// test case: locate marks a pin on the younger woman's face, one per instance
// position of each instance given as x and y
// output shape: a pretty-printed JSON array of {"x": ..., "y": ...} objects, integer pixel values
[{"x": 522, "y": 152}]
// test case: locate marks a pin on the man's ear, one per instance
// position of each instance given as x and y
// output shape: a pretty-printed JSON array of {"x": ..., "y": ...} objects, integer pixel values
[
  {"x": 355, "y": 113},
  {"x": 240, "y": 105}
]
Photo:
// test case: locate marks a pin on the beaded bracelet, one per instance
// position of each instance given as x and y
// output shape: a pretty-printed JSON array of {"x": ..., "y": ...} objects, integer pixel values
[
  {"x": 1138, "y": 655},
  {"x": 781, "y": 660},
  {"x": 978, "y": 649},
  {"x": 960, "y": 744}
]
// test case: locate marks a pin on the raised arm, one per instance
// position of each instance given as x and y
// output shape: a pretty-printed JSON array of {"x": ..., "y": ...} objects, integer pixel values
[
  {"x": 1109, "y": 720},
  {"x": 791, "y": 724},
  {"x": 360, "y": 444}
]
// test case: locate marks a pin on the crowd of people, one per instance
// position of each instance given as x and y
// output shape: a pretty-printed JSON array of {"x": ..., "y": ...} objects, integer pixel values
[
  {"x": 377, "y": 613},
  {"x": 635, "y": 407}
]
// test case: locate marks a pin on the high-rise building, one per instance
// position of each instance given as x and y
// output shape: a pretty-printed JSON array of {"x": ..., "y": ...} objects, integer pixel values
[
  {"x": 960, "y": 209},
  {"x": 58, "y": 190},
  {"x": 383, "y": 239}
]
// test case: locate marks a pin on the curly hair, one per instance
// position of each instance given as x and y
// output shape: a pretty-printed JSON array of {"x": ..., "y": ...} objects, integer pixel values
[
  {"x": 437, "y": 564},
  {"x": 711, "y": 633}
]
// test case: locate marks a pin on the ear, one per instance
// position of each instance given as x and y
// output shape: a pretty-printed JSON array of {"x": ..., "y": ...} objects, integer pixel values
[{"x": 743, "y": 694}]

Job
Format the lines above as a JSON list of strings, one string per line with blank lines omitted, covering the stretch from the line containing "hair, one per instance" through the last line.

Output of the exercise
[
  "// test case: locate marks a pin on the curly hair, one per instance",
  "// position of each instance given as x and y",
  "// output shape: a pretty-printed JSON array of {\"x\": ..., \"y\": ...} objects, integer pixel values",
  "[",
  "  {\"x\": 437, \"y\": 564},",
  "  {\"x\": 711, \"y\": 633}",
  "]",
  "// test case: locate marks a pin on the ear, one per instance",
  "// position of each instance given as x and y",
  "// output shape: a pretty-printed JSON array of {\"x\": ..., \"y\": ...} objects, integer pixel values",
  "[{\"x\": 743, \"y\": 694}]"
]